* **DOCUMENT SEGMENT**:

# In The Country... Chino @ 8 months HEAVY!!!



## StaffyDaddy (Mar 28, 2009)

*chino @ our friends property in shawnee oklahoma...

55 lbs of tongue! LOL

we had a good time, we hope you enjoy the pics! (thanks JME!)
*




































































































*YOU KNOW EVERY MEXICAN LOVES HIS BIG RED! LMAO*


----------



## BLUE PIT BULL MAN (May 22, 2009)

cool black and whites!!!


----------



## davidfitness83 (Jul 7, 2009)

Beautiful dog bro he is looking great. I love the ticking and the brindle =) he looks like he is a really sweet dog.


----------



## SEO (Jul 7, 2009)

Chino looks so nice and clumsy, in a good way.


----------



## DueceAddicTed (Sep 28, 2009)

Chino is a good lookin boy !!! great pix ! he looks so happy lol


----------



## bluefamily (Aug 8, 2007)

love that tongue!!! In a good way lol:>


----------



## hell no they wont go (Oct 4, 2007)

great pics. looks like a fun day out. it seems like every time i see his pics he has grown a little bit.


----------



## Elvisfink (Oct 13, 2008)

Very nice set of photos. Chino is coming along very nicely.


----------



## OldFortKennels (Mar 10, 2006)

Looks like everyone had fun!


----------



## Jaz's dad (Aug 12, 2009)

Great photos.
Chino is looking good!!!!!


----------



## apbtmom76 (Nov 4, 2008)

awww rgeat pics of Chino, he looks so happy. Thanks for sharing Oz.


----------



## ~StangChick~ (Jan 1, 2009)

Chino is so handsome, nice pics!


----------



## pitbullgirl22 (Jul 27, 2008)

My mexican LOVES his big red too lol. And Chino looks great!


----------



## StaffyDaddy (Mar 28, 2009)

BLUE PIT BULL MAN said:


> cool black and whites!!!


thanks man, i thought id change it up this time, i like the contrast!



davidfitness83 said:


> Beautiful dog bro he is looking great. I love the ticking and the brindle =) he looks like he is a really sweet dog.


man i love his flashy brindle... and yeah, he licks people to death 



SEO said:


> Chino looks so nice and clumsy, in a good way.


oh you know how puppies are! 



DueceAddicTed said:


> Chino is a good lookin boy !!! great pix ! he looks so happy lol


thanks... gotta wear that butt out! LOL



bluefamily said:


> love that tongue!!! In a good way lol:>


yeah if youre not watching he'll getcha!:rofl:



hell no they wont go said:


> great pics. looks like a fun day out. it seems like every time i see his pics he has grown a little bit.


we had a blast... my buddies built a poorly constructed ramp for their skateboards... wow... i gotta post a blooper vid



Elvisfink said:


> Very nice set of photos. Chino is coming along very nicely.


thanks man... i really appreciate it! jaime took the pics tho, i just edited them 



OldFortKennels said:


> Looks like everyone had fun!


We sure did.. everyone came home tirrred



Jaz's dad said:


> Great photos.
> Chino is looking good!!!!!

* **PROVIDED DATA**:

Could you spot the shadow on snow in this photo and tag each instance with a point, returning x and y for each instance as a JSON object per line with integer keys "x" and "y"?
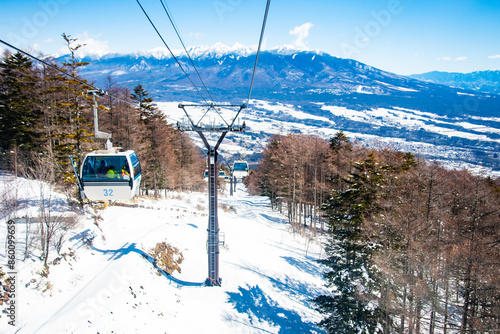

* **OBJECTIVE**:
Reproduce word for word the stretch of the forum thread about Chino that begins at the words "man i love his" and stops after "how puppies are!".

* **EXPECTED OUTPUT**:
man i love his flashy brindle... and yeah, he licks people to death 



SEO said:


> Chino looks so nice and clumsy, in a good way.


oh you know how puppies are!